Return the material word for word. Do not include the pictures.
═══ SUPPLIED ENTRIES ═══
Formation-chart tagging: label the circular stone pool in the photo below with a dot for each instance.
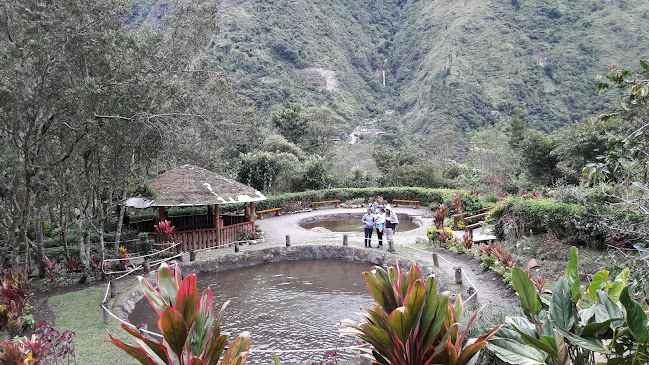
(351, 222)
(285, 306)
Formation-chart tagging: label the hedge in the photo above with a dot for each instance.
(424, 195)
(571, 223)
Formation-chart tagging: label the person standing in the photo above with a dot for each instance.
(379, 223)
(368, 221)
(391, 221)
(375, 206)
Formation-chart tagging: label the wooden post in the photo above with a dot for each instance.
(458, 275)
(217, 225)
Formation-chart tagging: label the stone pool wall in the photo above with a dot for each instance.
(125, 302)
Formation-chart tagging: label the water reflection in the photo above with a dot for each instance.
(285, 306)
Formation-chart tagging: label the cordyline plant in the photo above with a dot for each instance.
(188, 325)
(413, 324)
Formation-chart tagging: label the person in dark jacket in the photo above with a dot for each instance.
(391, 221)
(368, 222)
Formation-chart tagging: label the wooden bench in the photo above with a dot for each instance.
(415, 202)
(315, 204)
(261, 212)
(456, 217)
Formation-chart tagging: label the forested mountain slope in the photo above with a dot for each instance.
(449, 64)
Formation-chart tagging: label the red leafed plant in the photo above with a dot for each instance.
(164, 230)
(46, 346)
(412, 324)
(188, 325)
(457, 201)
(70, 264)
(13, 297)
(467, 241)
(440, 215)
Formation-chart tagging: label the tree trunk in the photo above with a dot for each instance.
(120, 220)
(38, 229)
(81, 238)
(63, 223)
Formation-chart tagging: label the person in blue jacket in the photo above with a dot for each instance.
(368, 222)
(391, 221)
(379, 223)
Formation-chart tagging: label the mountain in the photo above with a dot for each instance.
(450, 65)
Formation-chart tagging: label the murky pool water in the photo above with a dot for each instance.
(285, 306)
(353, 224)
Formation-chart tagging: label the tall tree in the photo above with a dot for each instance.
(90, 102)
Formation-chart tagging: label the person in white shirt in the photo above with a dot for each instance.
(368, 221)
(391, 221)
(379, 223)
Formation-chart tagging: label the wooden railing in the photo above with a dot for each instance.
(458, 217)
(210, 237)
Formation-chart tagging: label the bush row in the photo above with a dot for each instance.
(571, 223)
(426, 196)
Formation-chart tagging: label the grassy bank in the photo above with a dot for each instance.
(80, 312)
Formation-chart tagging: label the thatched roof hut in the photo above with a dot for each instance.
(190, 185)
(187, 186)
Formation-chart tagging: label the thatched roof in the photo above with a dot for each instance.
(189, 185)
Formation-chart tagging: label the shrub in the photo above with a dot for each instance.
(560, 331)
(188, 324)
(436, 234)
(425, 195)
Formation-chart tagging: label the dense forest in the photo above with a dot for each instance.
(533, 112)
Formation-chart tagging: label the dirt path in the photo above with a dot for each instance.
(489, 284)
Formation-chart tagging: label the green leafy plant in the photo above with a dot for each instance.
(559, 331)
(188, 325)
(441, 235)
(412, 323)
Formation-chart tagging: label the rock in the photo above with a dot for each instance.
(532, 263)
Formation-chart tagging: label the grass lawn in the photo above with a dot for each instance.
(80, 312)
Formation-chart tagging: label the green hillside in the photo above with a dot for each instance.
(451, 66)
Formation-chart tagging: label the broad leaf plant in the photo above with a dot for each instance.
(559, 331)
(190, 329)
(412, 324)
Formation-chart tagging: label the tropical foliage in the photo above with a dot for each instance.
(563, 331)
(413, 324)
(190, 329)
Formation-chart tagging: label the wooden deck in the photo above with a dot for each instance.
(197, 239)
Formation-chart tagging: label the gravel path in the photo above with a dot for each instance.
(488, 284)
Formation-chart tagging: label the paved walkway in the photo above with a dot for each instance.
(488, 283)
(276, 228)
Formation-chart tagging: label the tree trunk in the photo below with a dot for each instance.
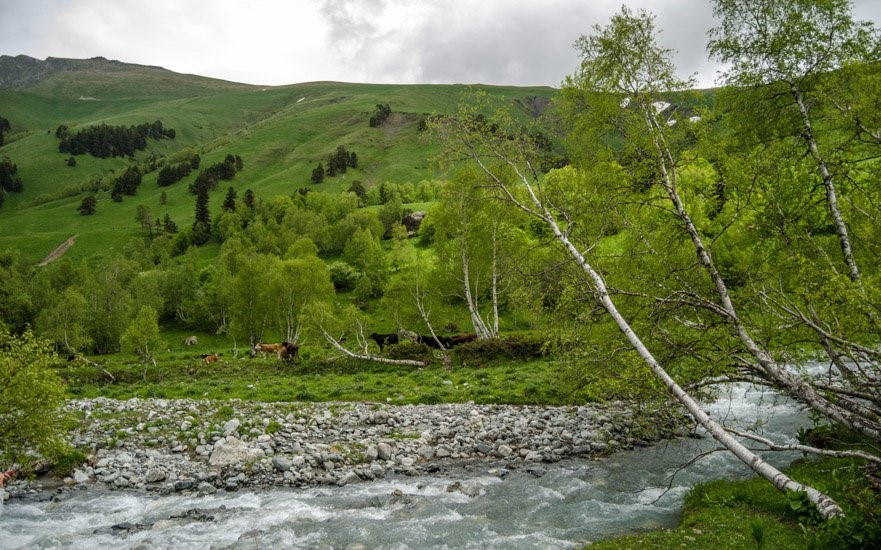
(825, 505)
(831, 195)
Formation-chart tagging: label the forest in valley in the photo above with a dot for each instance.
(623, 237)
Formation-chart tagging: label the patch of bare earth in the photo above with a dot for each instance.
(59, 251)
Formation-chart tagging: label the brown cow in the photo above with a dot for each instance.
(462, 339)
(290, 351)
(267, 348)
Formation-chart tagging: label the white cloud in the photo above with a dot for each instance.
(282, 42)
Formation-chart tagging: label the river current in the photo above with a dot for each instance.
═══
◆ **WRITTEN REPLY**:
Formation-chart tagging: label the circular stone pool in the photo below with a dot for each instance.
(351, 222)
(285, 306)
Formation-chart tagging: label the hedge in the photo above with a dot for each instance.
(424, 195)
(571, 223)
Formation-chart tagging: label the person standing in the photo above with a dot for each instance.
(379, 223)
(368, 221)
(391, 221)
(375, 206)
Formation-chart tagging: label the wooden post in the photo above with a dot for each instance.
(458, 275)
(217, 225)
Formation-chart tagging: label the stone pool wall in the photo above with a dot for each instance.
(125, 302)
Formation-chart tagging: label the water reflection in the photo above with a dot for each instance.
(285, 306)
Formation-chart tagging: label the cordyline plant in the photo above with a dot for each instance.
(188, 325)
(413, 324)
Formation-chart tagging: label the person in dark jacket in the photo above with a dot for each instance.
(391, 221)
(368, 222)
Formation-chart tagging: label the wooden bench in the photo above with a dot for each instance.
(415, 202)
(315, 204)
(261, 212)
(456, 217)
Formation-chart tagging: label the forested mountain slope in the photo above with a dot for each instance.
(449, 64)
Formation-chart tagging: label the red leafed plant in the photo above with a dot for each instance.
(164, 230)
(46, 346)
(412, 324)
(188, 325)
(457, 201)
(70, 264)
(13, 297)
(467, 241)
(440, 215)
Formation-chart tagging: label the tree trunk in the photo above with a dot for each instance.
(120, 220)
(38, 229)
(81, 238)
(63, 223)
Formation-chart tagging: label the person in blue jacket in the photo above with a dot for each instance.
(368, 222)
(391, 221)
(379, 223)
Formation-chart tagging: label the mountain in the photo above with a dot for each instance.
(450, 65)
Formation-chart tagging: label the murky pool water in the photo above with a dot for each instance.
(285, 306)
(353, 224)
Formation-chart tagging: label the tall tree in the photo above with a dot for each instance.
(90, 102)
Formation-chart tagging: label the person in white shirt in the photo above with a dot for each instance.
(368, 221)
(391, 221)
(379, 223)
Formation-chart tagging: label the wooden railing in the photo above with a dot for each instance.
(458, 217)
(210, 237)
Formation-chart tagging: label the bush row in the photo above with a dot for each instance.
(571, 223)
(426, 196)
Formation-chart tagging: label the grassy bank in the photo above with a dot for each instance.
(80, 312)
Formation-chart tagging: label the thatched roof hut in the photo above with a dot for each instance.
(190, 185)
(187, 186)
Formation-chart tagging: label the thatched roof in the photo above with a dot for each instance.
(189, 185)
Formation-chart tagging: label the shrub in the photo above with a dot for each instance.
(560, 331)
(188, 324)
(436, 234)
(425, 195)
Formation-chart tagging: label the dense forest in the photo above with a dot for each instance.
(533, 112)
Formation-chart tagging: label the dirt path in the photo above with a dot for each instance.
(489, 284)
Formation-chart tagging: label the green leafy plant in the photo above with a dot for each instance.
(559, 331)
(188, 325)
(441, 235)
(412, 323)
Formation-chart tagging: label the rock in the photo above with a dot for each instance.
(532, 263)
Formation-chart tagging: label the grass lawn in the photo above with a dot for each instance.
(80, 312)
Formation-chart tagging: label the green hillside in the photo above with a dot for each instance.
(451, 66)
Formation-chart tagging: label the broad leaf plant in the photo above with a dot for each instance.
(559, 331)
(190, 329)
(412, 324)
Formation-chart tagging: label the tropical foliage in the photo above with a dot for each instance.
(563, 331)
(413, 324)
(190, 329)
Formation-chart tagging: label the wooden deck in the photo above with a dot for each instance.
(197, 239)
Formation-chart tagging: label the gravel path in the photo above with a dot for each instance.
(488, 284)
Formation-chart tagging: label the paved walkway in the photo above with a dot for each instance.
(488, 283)
(276, 228)
Formation-chart tagging: label the tree trunk in the photo below with a dot for each instance.
(825, 505)
(831, 195)
Formation-chart tagging: label the forest in valley in the photo above with a dot for each instance.
(623, 237)
Formation-chart tagging: label the patch of bare earth in the photo above with a dot for each instance.
(59, 251)
Formation-chart tagging: label the brown cow in the photo above with a dot for each instance.
(462, 339)
(290, 351)
(267, 348)
Formation-chart tagging: label the white cloud in the photo above with a dot for each instance.
(282, 42)
Formation-chart tagging: label the river current in the photo above with a dot for each instance.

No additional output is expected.